**TEXT EXCERPT**

·····

Microsoft's new version of its Internet Explorer 4.0 contains a feature called active
channels ? technology to send Web site information directly to the desktop. The software
comes with twelve preset channels which Microsoft is busy licensing to media outfits and
planning to use to promote its own Internet commerce sites. Not only is Microsoft
pressuring media outfits for exclusive deals to help reinforce its browser, it is in turn
requiring computer resellers to stick with its preset channels as part of its operating
system and browser licensing deals(72). Combined with its massive spending and
technological know-how, Microsoft is adding in its usual pattern of monopolistic tie-ins
to dominate online commerce.
One other wrinkle is Microsoft's recent investment stake in Comcast Cable, which in turns
owns the QVC home-shopping cable channel. QVC's new on-line site, iQVC, is only selling
$1 million of goods per month, but it is backed by the QVC experience of over $2 billion
in cable sales each year and, as importantly, has experience in fulfilling orders fast
and accurately. With its investment in Comcast, Bill Gates announced, We'll be sitting
down and talking out how we can help QVC move and drive forward their interactive
activities.(73)
Microsoft's most notable failure has been leveraging its original content on the
Microsoft Network (MSN) into a stronger position as a service provider, although its 2.3
million subscribers still makes it the second largest Internet service provider behind
America Online. But it has continued to invest in original content, from channels to
Slate magazine, and is launching new content this fall with a range of media partners,
including the Disney corporation.(74)

·····

**STORED DATA**

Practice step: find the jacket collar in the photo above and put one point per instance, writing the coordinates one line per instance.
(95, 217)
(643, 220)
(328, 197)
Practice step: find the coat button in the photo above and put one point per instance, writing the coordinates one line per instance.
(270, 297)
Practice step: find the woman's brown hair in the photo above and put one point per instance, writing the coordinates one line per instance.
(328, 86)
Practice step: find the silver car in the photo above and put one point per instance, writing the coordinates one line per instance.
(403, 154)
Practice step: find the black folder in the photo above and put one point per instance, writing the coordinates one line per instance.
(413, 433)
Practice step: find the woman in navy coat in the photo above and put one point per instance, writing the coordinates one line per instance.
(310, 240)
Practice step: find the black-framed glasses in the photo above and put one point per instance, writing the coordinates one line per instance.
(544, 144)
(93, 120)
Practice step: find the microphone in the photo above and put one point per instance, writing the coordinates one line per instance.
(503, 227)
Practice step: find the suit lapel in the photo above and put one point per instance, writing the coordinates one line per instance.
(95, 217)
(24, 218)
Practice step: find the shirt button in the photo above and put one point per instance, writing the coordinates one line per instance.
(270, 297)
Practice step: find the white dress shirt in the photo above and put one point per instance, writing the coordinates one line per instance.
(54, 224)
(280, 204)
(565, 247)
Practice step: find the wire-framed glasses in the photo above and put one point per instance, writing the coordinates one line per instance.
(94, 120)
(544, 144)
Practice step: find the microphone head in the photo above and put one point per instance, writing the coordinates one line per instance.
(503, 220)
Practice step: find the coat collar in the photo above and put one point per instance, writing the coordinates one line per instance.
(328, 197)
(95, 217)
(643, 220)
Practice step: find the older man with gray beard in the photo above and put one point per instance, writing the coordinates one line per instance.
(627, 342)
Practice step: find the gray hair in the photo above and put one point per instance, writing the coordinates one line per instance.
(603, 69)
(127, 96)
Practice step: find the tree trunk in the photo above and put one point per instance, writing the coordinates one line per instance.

·····

**TASKS FOR THIS EXERCISE**
1: Summarize the Microsoft excerpt in two sentences.
2: Reproduce the part of the Microsoft excerpt that starts at "One other wrinkle" and ends at "activities.(73)".

**ANSWERS BELOW**
1: Microsoft's Internet Explorer 4.0 includes active channels that send Web site information to the desktop, and Microsoft is licensing its twelve preset channels to media outfits, requiring computer resellers to keep them, and investing in Comcast Cable, owner of QVC, as part of a pattern of tie-ins to dominate online commerce. Its original content on the Microsoft Network has not made it a stronger service provider, though with 2.3 million subscribers it is the second largest Internet service provider behind America Online, and it keeps investing in content, including new offerings with partners such as Disney.

2:
One other wrinkle is Microsoft's recent investment stake in Comcast Cable, which in turns
owns the QVC home-shopping cable channel. QVC's new on-line site, iQVC, is only selling
$1 million of goods per month, but it is backed by the QVC experience of over $2 billion
in cable sales each year and, as importantly, has experience in fulfilling orders fast
and accurately. With its investment in Comcast, Bill Gates announced, We'll be sitting
down and talking out how we can help QVC move and drive forward their interactive
activities.(73)